=== Dataset entries ===

· · · ·

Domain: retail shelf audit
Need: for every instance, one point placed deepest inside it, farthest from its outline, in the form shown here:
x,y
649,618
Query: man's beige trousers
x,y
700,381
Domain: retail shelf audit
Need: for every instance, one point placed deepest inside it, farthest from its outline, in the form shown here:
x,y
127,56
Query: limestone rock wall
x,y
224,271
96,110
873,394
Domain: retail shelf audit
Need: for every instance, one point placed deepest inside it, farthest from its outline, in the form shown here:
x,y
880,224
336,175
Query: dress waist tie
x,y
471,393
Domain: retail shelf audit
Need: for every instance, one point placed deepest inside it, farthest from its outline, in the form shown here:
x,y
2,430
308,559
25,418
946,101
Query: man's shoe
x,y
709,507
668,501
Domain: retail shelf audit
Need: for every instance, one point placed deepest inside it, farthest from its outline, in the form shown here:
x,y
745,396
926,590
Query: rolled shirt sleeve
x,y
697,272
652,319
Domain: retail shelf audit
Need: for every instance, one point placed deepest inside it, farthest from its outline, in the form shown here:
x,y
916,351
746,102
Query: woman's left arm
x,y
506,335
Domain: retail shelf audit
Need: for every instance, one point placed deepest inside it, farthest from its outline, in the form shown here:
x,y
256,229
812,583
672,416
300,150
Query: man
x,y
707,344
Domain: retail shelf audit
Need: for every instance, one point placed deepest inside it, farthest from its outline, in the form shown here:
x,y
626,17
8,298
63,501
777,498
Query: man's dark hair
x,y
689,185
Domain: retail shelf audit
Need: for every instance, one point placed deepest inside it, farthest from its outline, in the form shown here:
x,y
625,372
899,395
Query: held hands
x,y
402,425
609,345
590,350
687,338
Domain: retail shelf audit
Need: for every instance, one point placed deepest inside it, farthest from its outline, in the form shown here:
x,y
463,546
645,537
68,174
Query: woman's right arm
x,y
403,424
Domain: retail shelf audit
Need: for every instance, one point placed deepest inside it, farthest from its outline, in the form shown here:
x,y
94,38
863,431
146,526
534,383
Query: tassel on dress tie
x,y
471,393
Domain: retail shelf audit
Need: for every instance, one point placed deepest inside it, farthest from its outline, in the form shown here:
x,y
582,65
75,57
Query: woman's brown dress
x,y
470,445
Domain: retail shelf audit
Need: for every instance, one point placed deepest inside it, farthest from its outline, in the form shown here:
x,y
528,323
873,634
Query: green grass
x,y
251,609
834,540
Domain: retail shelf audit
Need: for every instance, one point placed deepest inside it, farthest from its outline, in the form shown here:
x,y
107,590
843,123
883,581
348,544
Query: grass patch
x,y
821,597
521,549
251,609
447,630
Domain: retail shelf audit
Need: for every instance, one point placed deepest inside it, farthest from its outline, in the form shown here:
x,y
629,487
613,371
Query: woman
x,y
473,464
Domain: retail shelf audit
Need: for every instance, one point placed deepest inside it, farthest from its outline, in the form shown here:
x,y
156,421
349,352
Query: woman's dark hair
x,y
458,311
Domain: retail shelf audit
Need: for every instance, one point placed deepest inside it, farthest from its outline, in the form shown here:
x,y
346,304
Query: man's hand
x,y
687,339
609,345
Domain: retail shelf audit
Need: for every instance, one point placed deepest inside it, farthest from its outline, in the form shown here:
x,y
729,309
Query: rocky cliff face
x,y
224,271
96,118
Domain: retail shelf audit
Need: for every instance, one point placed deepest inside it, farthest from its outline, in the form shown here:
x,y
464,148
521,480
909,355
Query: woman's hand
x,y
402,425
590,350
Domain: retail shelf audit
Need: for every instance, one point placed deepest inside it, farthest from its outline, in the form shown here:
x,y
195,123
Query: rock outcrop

· · · ·

=== Task details ===
Write out all the records above again, exactly as they stand.

=== Solved exercise ===
Domain: retail shelf audit
Need: for every instance, one point placed deepest inside it, farthest from its outline, in the form shown here:
x,y
649,618
Query: man's beige trousers
x,y
700,381
Domain: retail shelf audit
Need: for every instance, one point placed deepest inside it, farthest from its outline, in the form shown here:
x,y
127,56
Query: limestone rock wall
x,y
224,271
96,110
873,394
Domain: retail shelf audit
Need: for every instance, one point placed deepest inside it, farthest from its outline, in the form shown here:
x,y
880,224
336,175
Query: dress waist tie
x,y
471,393
Domain: retail shelf audit
Need: for every instance, one point placed deepest inside it, farthest from its outline, in the form shown here:
x,y
2,430
308,559
25,418
946,101
Query: man's shoe
x,y
709,507
668,501
Domain: retail shelf audit
Need: for every instance, one point placed deepest inside it, farthest from its outline, in the form shown here:
x,y
745,396
926,590
Query: rolled shirt sleeve
x,y
697,272
652,319
Domain: retail shelf audit
Need: for every instance, one point placed deepest inside it, farthest from its outline, in the form shown here:
x,y
916,351
746,102
Query: woman's left arm
x,y
506,335
Domain: retail shelf audit
Need: for every instance, one point placed deepest inside it, farthest from its outline, in the form shown here:
x,y
256,229
812,583
672,416
300,150
Query: man
x,y
707,344
Domain: retail shelf audit
Need: for every instance, one point placed deepest inside it, farthest from its outline, in the form shown here:
x,y
626,17
8,298
63,501
777,498
Query: man's dark hair
x,y
689,185
Domain: retail shelf audit
Need: for every instance, one point placed deepest inside it, farthest from its outline, in the form shown here:
x,y
625,372
899,395
Query: held hands
x,y
402,425
609,345
590,350
687,338
Domain: retail shelf audit
Need: for every instance, one point placed deepest inside it, farthest from its outline, in the form shown here:
x,y
463,546
645,537
68,174
Query: woman's right arm
x,y
403,424
Domain: retail shelf audit
Need: for every instance, one point placed deepest inside it, farthest from its outline, in the form shown here:
x,y
94,38
863,431
146,526
534,383
Query: tassel on dress tie
x,y
471,393
Domain: retail shelf audit
Need: for every instance, one point placed deepest inside it, farthest from its outline, in the form shown here:
x,y
582,65
75,57
Query: woman's brown dress
x,y
470,445
Domain: retail shelf audit
Need: for every instance, one point placed deepest inside it, farthest from its outline, in the form shown here:
x,y
528,323
873,634
Query: green grass
x,y
251,609
834,540
Domain: retail shelf audit
Need: for every instance, one point placed deepest inside it, farthest from its outline, in the form shown here:
x,y
107,590
843,123
883,581
348,544
Query: grass patch
x,y
821,597
521,549
251,609
447,630
Domain: retail shelf audit
Need: for every instance, one point placed deepest inside it, farthest from its outline, in the form shown here:
x,y
629,487
613,371
Query: woman
x,y
473,464
Domain: retail shelf audit
Need: for every instance, one point placed deepest inside it, farthest from its outline, in the form shown here:
x,y
156,421
349,352
Query: woman's dark hair
x,y
458,311
Domain: retail shelf audit
Need: for every instance, one point placed deepest inside it, farthest from its outline, in the form shown here:
x,y
346,304
Query: man's hand
x,y
687,339
609,345
Domain: retail shelf audit
Need: for every instance, one point placed deepest inside it, farthest from its outline, in the form shown here:
x,y
729,309
Query: rocky cliff face
x,y
224,271
96,118
Domain: retail shelf audit
Need: for every instance, one point placed deepest inside it, farthest from its outline, in the form shown here:
x,y
464,148
521,480
909,355
Query: woman's hand
x,y
402,425
590,350
Domain: retail shelf audit
Need: for every instance, one point placed deepest inside it, farthest from its outline, in the form shown here:
x,y
195,123
Query: rock outcrop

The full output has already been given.